Exercise details: Rewrite the material below with "flower bud" changed to "seed pod" and everything else left the same.

═══ Data entries ═══

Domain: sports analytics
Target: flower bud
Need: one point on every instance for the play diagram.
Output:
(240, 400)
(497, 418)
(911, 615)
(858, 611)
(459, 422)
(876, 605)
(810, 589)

═══

Expected answer:
Domain: sports analytics
Target: seed pod
Need: one point on every instance for the play diagram.
Output:
(240, 400)
(497, 418)
(911, 615)
(858, 611)
(459, 422)
(876, 605)
(810, 589)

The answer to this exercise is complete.